◆ **Written exercise**:
Leave out the pictures and print precisely the lines from the line with "If you could annotate the red" to the final line of the entries, both ends included.

'''

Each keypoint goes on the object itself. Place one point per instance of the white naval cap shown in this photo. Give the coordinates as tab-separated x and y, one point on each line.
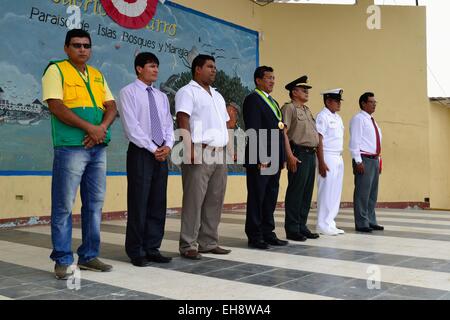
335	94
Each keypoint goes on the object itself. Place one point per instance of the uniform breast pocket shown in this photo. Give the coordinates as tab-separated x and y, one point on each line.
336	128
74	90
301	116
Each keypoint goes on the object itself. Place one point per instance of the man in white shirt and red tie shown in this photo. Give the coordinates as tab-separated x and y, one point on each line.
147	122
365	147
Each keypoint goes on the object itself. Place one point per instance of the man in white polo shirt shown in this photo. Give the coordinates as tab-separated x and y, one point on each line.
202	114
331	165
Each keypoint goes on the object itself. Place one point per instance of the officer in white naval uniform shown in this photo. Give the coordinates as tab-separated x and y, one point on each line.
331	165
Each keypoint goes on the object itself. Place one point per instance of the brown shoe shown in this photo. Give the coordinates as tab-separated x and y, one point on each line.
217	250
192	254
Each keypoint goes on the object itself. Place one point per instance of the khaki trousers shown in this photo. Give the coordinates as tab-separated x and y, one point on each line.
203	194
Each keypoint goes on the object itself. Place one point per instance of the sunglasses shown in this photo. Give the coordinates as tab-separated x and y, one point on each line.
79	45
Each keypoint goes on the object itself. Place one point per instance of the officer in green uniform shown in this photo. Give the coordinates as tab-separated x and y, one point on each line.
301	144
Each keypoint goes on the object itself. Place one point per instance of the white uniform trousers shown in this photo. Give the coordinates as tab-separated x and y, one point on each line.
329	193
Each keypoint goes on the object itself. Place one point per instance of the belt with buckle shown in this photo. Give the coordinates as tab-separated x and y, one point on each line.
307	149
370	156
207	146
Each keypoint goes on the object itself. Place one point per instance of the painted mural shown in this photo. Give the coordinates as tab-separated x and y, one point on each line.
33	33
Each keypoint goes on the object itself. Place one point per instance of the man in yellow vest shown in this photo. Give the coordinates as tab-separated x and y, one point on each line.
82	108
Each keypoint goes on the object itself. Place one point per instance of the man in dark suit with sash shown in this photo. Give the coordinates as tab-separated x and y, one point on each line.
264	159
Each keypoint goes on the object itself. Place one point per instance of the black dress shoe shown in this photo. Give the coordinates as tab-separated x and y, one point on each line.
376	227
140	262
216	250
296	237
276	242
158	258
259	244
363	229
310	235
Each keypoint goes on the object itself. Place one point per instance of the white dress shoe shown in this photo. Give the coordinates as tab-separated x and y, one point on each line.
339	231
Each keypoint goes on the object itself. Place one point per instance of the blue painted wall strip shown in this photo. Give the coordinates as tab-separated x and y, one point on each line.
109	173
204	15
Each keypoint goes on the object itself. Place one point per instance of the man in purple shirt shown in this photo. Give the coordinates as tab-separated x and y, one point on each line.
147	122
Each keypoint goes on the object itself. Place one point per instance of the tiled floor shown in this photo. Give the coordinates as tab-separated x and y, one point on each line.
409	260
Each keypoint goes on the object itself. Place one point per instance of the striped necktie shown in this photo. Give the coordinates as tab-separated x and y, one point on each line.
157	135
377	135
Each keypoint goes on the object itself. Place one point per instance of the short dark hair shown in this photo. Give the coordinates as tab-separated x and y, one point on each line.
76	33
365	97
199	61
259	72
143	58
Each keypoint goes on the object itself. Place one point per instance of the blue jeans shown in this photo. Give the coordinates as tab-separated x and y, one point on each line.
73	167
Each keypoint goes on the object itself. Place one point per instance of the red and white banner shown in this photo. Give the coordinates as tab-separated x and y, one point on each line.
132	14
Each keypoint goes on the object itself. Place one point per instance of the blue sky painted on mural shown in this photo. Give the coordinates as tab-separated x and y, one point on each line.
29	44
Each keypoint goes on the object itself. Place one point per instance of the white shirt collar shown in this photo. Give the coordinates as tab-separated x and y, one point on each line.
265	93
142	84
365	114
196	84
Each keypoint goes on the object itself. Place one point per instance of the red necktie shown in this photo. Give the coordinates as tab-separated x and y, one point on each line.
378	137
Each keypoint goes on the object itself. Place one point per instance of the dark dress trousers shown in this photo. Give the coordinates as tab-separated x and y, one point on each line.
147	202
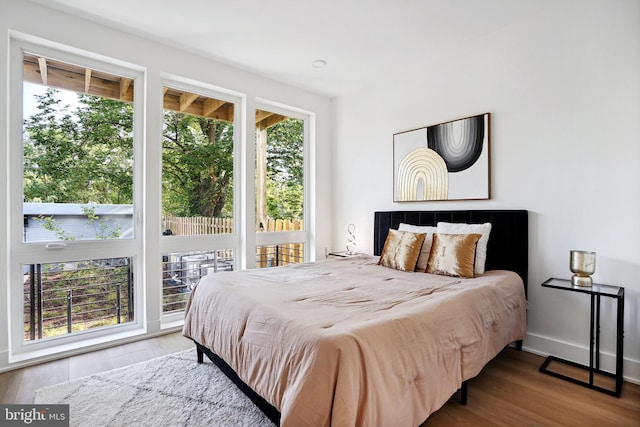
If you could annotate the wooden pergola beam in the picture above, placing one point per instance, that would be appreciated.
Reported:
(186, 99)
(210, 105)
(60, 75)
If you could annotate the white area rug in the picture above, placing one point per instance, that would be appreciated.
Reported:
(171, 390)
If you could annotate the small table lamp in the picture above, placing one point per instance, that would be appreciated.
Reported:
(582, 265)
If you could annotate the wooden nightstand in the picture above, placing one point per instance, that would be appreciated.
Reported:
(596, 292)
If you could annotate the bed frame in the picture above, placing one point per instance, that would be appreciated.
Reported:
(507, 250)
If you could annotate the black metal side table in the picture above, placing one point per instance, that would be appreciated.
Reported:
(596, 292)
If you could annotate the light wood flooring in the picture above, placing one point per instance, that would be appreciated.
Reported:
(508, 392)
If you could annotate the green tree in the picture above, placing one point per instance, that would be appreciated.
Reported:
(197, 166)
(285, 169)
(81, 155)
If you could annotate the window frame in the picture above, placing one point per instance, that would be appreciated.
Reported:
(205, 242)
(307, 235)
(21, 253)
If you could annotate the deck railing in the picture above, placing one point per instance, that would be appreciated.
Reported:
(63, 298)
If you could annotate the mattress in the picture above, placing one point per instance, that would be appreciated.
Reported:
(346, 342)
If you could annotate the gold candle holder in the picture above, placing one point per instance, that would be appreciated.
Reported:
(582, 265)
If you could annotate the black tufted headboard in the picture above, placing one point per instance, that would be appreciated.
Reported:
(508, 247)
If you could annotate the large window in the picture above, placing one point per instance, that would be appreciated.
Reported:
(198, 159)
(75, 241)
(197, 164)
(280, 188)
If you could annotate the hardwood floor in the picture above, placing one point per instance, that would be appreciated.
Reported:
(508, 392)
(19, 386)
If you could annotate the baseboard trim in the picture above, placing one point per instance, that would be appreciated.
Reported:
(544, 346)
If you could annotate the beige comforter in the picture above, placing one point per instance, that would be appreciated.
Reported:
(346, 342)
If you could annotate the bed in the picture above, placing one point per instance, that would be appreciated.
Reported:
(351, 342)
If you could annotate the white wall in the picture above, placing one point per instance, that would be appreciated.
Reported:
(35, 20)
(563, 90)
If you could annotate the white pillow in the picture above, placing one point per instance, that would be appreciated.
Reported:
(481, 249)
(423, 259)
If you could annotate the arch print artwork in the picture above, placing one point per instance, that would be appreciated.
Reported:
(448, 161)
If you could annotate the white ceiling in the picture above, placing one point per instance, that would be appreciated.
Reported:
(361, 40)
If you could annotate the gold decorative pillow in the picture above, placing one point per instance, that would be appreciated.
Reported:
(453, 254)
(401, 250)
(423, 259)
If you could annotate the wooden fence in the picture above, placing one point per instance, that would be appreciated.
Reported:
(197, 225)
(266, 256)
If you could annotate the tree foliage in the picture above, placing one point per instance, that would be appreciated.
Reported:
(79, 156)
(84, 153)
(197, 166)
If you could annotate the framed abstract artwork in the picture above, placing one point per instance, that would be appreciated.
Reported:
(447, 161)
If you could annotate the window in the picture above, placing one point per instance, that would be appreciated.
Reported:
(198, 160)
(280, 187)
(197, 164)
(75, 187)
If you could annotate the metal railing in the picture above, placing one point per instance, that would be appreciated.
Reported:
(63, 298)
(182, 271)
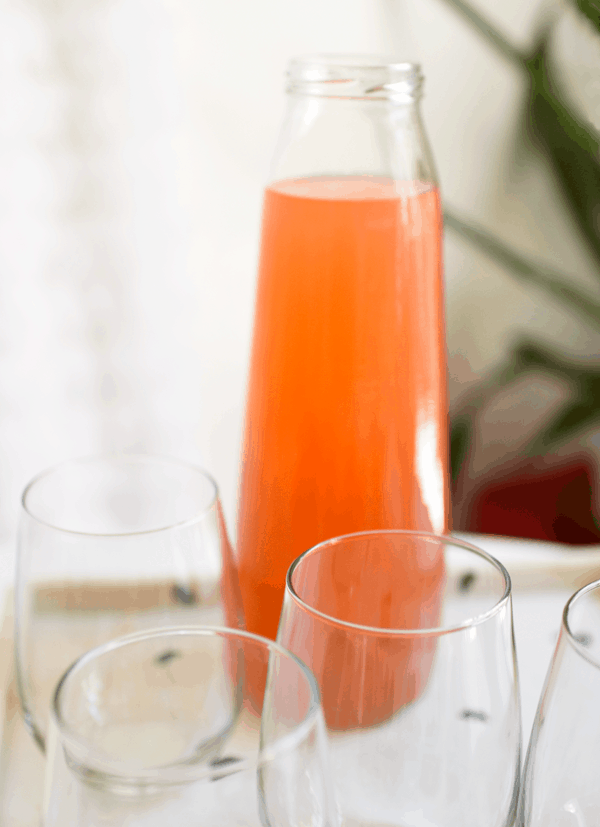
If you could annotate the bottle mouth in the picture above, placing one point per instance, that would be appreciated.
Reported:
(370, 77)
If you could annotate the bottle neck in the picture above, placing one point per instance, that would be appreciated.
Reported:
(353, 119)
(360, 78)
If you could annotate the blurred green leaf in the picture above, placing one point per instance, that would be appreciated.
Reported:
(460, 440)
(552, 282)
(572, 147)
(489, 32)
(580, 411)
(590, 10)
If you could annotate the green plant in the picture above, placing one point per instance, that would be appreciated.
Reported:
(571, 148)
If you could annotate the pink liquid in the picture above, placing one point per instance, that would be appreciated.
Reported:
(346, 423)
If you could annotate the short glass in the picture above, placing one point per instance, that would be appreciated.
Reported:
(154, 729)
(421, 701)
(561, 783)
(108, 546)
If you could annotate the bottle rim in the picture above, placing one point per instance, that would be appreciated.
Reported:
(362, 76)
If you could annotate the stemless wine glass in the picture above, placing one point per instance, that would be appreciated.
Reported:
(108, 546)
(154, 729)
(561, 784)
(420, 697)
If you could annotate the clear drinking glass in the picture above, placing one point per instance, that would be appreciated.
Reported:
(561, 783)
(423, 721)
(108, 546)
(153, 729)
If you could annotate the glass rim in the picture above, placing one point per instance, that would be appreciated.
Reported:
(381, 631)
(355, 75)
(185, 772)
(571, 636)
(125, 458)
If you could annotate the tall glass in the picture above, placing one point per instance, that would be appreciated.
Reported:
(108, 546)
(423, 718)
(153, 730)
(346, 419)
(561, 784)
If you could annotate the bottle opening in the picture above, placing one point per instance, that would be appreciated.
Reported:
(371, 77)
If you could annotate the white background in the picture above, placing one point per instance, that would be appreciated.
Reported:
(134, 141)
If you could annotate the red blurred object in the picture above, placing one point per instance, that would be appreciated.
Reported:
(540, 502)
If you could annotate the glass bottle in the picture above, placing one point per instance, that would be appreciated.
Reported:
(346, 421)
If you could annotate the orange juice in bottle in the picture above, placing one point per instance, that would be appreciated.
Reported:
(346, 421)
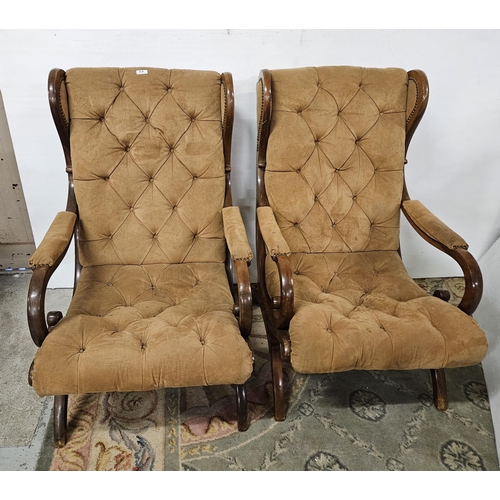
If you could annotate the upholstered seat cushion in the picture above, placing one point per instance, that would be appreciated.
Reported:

'''

◆ **The output**:
If you could annotate the red blurred object in the picture above, placing one point per instance, that would be appreciated.
Reported:
(540, 502)
If you could annotate the glass bottle in the picture above, placing one point per instance, that would be appreciated.
Reported:
(346, 421)
If you could annotate the orange juice in bottle in the picture above, placing one point per instance, that would be appreciated.
Reported:
(346, 421)
If you could annotate the upholstered seat cushion in the picture above, placing one point per instance, that would be appreciated.
Reported:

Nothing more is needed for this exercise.